▶ WORK REQUIRED: Add -131 to every coordinate in the answers and copy out every line of the material below, requests included. Keep the requests and their sample values unchanged.

* Begin RECORDS FOR PROCESSING *

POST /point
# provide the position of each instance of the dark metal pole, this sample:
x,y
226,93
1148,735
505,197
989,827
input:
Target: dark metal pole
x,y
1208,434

* End RECORDS FOR PROCESSING *

▶ WRITTEN SOLUTION:
POST /point
# provide the position of each instance of the dark metal pole, this sample:
x,y
226,93
1148,735
505,197
989,827
input:
Target: dark metal pole
x,y
1077,303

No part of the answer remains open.